-------- Supplied data --------
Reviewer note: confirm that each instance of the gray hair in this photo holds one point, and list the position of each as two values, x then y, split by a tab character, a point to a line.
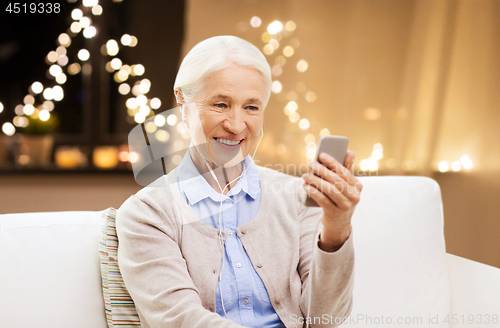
215	54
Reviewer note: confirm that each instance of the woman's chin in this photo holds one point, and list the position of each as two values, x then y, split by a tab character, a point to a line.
224	155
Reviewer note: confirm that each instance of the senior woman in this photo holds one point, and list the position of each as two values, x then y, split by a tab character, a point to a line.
227	243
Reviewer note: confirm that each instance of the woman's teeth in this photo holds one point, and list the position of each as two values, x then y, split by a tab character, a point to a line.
227	142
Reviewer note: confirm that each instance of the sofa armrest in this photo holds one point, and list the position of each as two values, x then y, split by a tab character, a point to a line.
475	293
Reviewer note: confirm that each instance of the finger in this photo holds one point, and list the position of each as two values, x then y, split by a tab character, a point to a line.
335	166
349	159
320	198
327	174
334	192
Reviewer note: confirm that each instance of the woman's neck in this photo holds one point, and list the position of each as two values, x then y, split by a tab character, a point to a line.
224	175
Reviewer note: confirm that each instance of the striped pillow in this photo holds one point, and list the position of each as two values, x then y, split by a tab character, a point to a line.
120	308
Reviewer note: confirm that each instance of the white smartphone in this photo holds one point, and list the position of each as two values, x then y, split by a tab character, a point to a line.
335	146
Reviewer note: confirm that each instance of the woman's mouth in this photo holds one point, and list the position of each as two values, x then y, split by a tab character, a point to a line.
227	142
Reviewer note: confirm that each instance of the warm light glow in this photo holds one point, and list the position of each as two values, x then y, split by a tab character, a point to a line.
276	87
55	70
74	68
89	32
133	41
131	103
112	47
443	166
28	109
150	127
294	117
292	107
310	96
255	21
144	110
97	10
268	49
310	138
280	60
29	99
44	115
85	22
63	60
126	39
162	135
139	69
141	100
288	51
116	63
124	88
61	78
304	124
58	93
455	166
290	26
139	118
75	27
83	54
52	56
324	132
105	157
76	14
171	119
377	154
302	65
159	120
8	128
133	157
275	27
466	162
155	103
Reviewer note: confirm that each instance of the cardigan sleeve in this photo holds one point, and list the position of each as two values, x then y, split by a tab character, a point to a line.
331	279
155	272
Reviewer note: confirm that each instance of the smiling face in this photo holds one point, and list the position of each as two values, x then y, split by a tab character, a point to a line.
226	116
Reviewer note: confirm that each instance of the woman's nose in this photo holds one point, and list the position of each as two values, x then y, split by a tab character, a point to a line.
235	121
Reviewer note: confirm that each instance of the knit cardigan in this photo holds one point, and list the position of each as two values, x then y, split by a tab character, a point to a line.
170	260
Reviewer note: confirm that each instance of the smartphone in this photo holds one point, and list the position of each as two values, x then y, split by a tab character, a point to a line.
335	146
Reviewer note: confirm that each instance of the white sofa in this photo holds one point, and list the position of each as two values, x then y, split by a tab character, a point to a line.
50	272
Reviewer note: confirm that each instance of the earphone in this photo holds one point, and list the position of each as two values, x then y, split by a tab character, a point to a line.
221	242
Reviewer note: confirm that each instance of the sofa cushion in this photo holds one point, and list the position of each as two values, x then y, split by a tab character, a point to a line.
120	308
401	266
49	270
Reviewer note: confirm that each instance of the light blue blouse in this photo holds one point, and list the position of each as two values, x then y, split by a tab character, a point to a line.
245	297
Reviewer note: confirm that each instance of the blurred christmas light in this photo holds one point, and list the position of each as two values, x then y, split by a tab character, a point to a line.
255	21
77	14
275	27
304	124
97	10
89	32
126	39
83	54
276	87
155	103
159	120
8	128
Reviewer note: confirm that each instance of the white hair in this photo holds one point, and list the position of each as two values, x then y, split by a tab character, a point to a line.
215	54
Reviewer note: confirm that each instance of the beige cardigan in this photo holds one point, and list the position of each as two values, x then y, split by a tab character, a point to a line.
170	260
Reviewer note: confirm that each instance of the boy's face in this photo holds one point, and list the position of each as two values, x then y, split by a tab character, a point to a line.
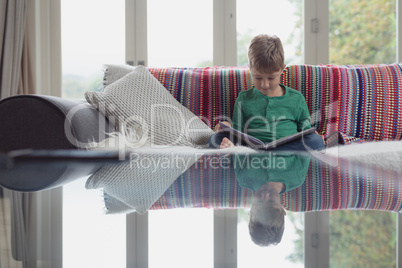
266	83
264	201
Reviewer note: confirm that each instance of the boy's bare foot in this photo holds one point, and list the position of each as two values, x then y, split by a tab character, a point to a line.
226	143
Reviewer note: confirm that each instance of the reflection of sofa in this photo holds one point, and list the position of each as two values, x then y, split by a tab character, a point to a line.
361	103
348	104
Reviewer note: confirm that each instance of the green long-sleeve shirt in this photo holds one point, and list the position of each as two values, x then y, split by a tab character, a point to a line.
253	171
270	118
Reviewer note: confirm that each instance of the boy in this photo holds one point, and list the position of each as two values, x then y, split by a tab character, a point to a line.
269	110
269	175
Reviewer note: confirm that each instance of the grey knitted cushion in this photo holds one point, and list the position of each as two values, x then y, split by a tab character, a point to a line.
136	185
138	102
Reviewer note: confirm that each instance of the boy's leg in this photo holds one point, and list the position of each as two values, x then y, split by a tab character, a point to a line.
308	142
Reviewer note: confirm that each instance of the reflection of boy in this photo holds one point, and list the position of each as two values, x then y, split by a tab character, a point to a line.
269	110
267	215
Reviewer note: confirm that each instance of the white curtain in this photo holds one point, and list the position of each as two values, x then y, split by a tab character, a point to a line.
12	33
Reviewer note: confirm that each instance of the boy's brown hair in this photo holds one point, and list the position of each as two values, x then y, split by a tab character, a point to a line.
265	54
269	233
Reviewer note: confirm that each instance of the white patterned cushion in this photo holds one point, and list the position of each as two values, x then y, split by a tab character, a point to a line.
138	101
113	72
136	185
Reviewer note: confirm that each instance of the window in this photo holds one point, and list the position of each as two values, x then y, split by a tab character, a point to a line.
280	18
93	34
179	33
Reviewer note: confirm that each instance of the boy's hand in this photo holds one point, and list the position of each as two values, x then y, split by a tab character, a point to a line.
218	128
322	136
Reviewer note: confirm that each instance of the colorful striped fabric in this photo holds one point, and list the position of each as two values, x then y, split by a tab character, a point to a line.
203	186
346	186
347	103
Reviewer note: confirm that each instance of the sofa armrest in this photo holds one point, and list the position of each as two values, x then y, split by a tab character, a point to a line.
47	122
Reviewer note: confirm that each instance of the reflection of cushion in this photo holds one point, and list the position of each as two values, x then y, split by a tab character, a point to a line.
139	101
134	186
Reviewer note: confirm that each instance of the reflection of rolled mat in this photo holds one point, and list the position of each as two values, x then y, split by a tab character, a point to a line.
36	176
138	183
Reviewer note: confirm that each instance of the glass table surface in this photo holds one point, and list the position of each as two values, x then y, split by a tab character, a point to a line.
163	208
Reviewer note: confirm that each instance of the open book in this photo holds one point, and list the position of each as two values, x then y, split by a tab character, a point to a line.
258	144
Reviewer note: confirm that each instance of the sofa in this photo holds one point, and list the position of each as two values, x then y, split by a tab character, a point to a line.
348	105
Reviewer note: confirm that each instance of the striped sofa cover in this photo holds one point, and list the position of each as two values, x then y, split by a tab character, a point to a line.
348	104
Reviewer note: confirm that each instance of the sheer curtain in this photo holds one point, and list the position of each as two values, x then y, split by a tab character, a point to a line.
16	77
15	71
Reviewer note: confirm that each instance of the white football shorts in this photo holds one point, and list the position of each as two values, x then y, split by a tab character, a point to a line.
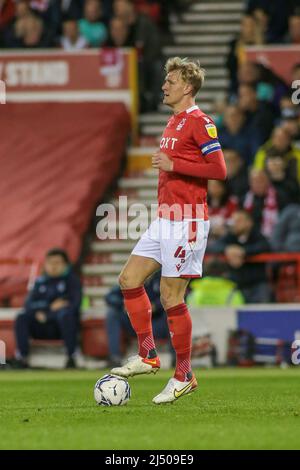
--------
Reproduce verbatim every line of the material from the line containing "Reviewer note: confirm that each instance of the sheer" through the end of the material, both ends included, omitting the pictures.

Reviewer note: confirm that each instance of the sheer curtain in this photo holds one point, and list the position of each as two values, x then y, split by a tab character, a point to a line.
16	77
15	71
Reviewer note: confirm that each instance of the white football shorts in this photo holds one point, and list the position of each as two values, x then y, split by a tab character, a point to a line.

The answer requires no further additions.